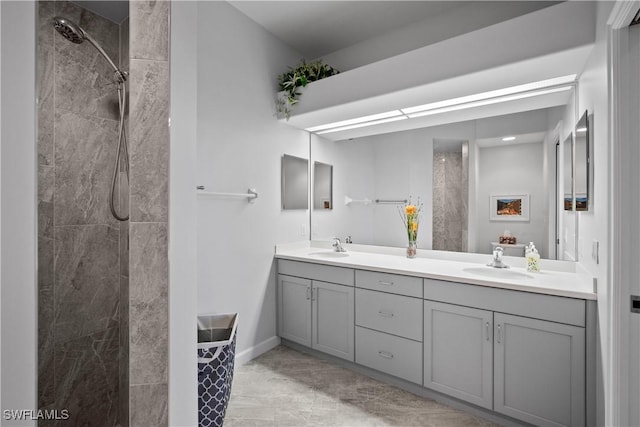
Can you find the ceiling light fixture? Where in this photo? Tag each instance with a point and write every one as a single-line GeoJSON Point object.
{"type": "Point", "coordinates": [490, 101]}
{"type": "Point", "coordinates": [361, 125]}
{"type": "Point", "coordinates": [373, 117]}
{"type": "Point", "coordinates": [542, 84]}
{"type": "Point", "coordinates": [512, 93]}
•••••
**Exercise requirements**
Could you rewrite the entries above with "ceiling light fixture" changed to "overhead lamp", keeping everything else the same and leaving out the pictures?

**Response to this task**
Can you find the overhead lamp? Where in this photo? Tag each instance with a point and write every one as a single-line GeoJSON Point object.
{"type": "Point", "coordinates": [490, 101]}
{"type": "Point", "coordinates": [361, 125]}
{"type": "Point", "coordinates": [373, 117]}
{"type": "Point", "coordinates": [542, 84]}
{"type": "Point", "coordinates": [512, 93]}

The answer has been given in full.